Objective a
In the passage on Dada, what concept did Andre Breton introduce?

— START OF Selected excerpt —

Well, you walked into that one, I thought to myself when asked a pop quiz sort of query about my educated take on a current event. See, the challenge with having an academic major is it lends itself well to what we might term mechanic-worker syndrome. Having a friend who excels in mechanics and general fix-it-ness often leads that person to be asked to help when one or many automotive or lawnmower issues arise. So, when announcing oneself as a psychology or sociology student it may happen that an audience assumes one’s proficiency on the topic in a way that fits their expectations. One could give a flat and arid account of the issue on offer or, perchance, try something completely different.
One discursive tendency breaker involves just two syllables: Dada! The Dadaists arose after the irrational horrors of the Great War, where the richest countries of the world squandered their lives and their riches to conduct a bloodbath, based ostensibly over their loyalty to a system of NATO-like alliances. Like living in a nightmare, young people suffered and died to keep the word of the leaders of their nation. The answer, figured the Dadaists, was to make a mockery of prevailing viewpoints to liberate our better impulses. Andre Breton announced himself as such by introducing the concept of a soluble fish, one that lives not only in the water but of the water, perhaps to imply that we make our own news in the context of ourselves as a democracy of one, an autonomous zone of our own chosen reality. Were society really part of us we’d lose our identities, dissolved within mantras of consumerism and family alliances. Yet our minds transcend trifles of belonging every time we better ourselves through education.

— END OF Selected excerpt —

Objective b
Reproduce the rows below from the first one through the line holding "left=153, top=124, right=192, bottom=150", inclusive, with "scrub vegetation" replaced by "brushland" and all else unchanged; return only those lines.

— START OF Data excerpts —

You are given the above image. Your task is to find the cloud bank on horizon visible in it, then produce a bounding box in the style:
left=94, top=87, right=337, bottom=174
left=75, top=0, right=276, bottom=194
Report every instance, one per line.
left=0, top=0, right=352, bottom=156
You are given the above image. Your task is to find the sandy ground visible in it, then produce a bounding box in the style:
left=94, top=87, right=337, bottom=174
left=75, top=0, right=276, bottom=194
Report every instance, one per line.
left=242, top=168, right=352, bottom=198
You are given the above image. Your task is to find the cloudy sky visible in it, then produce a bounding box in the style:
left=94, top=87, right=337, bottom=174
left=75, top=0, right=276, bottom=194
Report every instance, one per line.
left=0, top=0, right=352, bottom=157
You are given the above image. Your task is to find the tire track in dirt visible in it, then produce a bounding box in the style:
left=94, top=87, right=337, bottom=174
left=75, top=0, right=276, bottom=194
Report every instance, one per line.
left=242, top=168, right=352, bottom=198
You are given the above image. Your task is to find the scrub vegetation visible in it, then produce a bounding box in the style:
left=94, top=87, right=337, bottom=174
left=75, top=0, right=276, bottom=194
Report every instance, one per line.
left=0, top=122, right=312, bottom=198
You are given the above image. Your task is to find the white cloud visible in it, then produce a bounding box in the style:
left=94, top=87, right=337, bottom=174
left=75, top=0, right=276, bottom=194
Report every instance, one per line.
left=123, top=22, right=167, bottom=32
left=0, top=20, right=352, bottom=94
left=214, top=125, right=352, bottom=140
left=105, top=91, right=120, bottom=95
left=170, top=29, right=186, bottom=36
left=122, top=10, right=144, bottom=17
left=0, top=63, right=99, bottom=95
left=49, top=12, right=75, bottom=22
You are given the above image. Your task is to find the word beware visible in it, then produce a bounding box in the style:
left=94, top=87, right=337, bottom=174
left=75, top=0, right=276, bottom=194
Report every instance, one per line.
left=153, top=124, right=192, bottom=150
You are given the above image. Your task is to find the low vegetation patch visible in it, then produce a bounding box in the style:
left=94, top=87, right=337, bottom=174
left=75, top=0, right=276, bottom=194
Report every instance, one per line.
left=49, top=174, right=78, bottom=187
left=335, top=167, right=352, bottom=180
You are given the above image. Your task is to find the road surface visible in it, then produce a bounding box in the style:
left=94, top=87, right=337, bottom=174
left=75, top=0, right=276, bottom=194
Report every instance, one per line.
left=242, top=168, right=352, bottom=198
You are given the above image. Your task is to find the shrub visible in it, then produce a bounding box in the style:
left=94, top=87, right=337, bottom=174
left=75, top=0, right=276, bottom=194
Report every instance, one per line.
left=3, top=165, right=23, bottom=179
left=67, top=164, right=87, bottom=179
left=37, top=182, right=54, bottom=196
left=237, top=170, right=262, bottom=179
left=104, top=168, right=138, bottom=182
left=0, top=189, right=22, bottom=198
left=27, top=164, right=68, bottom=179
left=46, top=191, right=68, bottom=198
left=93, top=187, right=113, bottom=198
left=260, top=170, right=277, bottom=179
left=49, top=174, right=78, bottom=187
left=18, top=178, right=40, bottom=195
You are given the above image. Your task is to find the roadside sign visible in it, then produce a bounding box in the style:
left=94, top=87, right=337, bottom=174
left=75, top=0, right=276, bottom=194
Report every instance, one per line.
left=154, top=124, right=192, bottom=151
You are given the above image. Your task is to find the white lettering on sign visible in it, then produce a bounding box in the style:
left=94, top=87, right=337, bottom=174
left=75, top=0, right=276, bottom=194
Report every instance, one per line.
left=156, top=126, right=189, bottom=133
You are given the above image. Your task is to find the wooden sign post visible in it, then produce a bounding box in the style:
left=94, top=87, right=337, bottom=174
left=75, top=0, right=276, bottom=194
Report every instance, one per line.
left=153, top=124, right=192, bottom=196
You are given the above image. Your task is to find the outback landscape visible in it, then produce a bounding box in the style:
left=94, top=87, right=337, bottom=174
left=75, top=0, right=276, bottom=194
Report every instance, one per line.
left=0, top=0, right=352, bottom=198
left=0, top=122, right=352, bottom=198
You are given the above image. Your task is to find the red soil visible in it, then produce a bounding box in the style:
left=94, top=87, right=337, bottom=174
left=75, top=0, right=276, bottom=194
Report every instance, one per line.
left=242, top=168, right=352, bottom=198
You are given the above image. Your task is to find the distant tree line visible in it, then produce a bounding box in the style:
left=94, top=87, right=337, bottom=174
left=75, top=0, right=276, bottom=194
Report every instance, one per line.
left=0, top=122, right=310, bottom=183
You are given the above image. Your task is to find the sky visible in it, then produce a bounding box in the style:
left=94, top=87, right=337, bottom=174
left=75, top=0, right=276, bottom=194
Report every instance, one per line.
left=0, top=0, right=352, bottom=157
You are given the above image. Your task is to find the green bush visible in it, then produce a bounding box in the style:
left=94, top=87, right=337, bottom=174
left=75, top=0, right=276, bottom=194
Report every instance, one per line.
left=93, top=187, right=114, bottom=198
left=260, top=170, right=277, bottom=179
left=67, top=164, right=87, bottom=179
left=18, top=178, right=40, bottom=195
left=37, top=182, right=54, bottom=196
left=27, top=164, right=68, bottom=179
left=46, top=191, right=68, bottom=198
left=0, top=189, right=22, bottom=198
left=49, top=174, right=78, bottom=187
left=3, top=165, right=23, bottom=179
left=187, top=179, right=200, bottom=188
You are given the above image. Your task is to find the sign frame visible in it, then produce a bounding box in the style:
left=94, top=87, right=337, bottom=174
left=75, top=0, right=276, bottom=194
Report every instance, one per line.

— END OF Data excerpts —

Expected output a
He introduced the concept of a soluble fish.

Expected output b
You are given the above image. Your task is to find the cloud bank on horizon visible in it, then produce a bounding box in the style:
left=94, top=87, right=337, bottom=174
left=75, top=0, right=276, bottom=194
Report every instance, one per line.
left=0, top=0, right=352, bottom=156
You are given the above image. Your task is to find the sandy ground visible in it, then produce a bounding box in the style:
left=94, top=87, right=337, bottom=174
left=75, top=0, right=276, bottom=194
Report every instance, one per line.
left=242, top=168, right=352, bottom=198
You are given the above image. Your task is to find the cloudy sky visible in it, then produce a bounding box in the style:
left=94, top=87, right=337, bottom=174
left=75, top=0, right=276, bottom=194
Report every instance, one per line.
left=0, top=0, right=352, bottom=157
You are given the above image. Your task is to find the tire track in dirt visible in it, then produce a bounding box in the style:
left=94, top=87, right=337, bottom=174
left=75, top=0, right=276, bottom=194
Report every instance, one per line.
left=242, top=168, right=352, bottom=198
You are given the above image. Your task is to find the brushland visible in it, then produce a bounding box in the style:
left=94, top=87, right=337, bottom=174
left=75, top=0, right=276, bottom=194
Report every instance, one per line.
left=0, top=122, right=312, bottom=198
You are given the above image. Your task is to find the white cloud visible in it, then produce a bounding box in the style:
left=94, top=87, right=337, bottom=174
left=75, top=0, right=276, bottom=194
Report every instance, one per line.
left=123, top=22, right=167, bottom=32
left=0, top=20, right=352, bottom=94
left=214, top=125, right=352, bottom=140
left=105, top=91, right=120, bottom=95
left=170, top=29, right=186, bottom=36
left=122, top=10, right=144, bottom=17
left=0, top=63, right=99, bottom=95
left=49, top=12, right=75, bottom=22
You are given the above image. Your task is to find the word beware visible in it, then produce a bounding box in the style:
left=94, top=87, right=337, bottom=174
left=75, top=0, right=276, bottom=194
Report every instance, one per line.
left=153, top=124, right=192, bottom=150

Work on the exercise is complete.